### Prompt
Reproduce each of the items below word for word.

### Input data

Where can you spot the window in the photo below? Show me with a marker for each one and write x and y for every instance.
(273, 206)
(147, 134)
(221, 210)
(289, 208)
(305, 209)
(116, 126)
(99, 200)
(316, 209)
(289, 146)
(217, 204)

### Worked answer
Where can you spot the window in the photo below? Show me with a marker for each one and write x and y for every instance.
(273, 206)
(147, 134)
(221, 210)
(289, 208)
(305, 209)
(116, 126)
(99, 200)
(316, 209)
(289, 146)
(217, 204)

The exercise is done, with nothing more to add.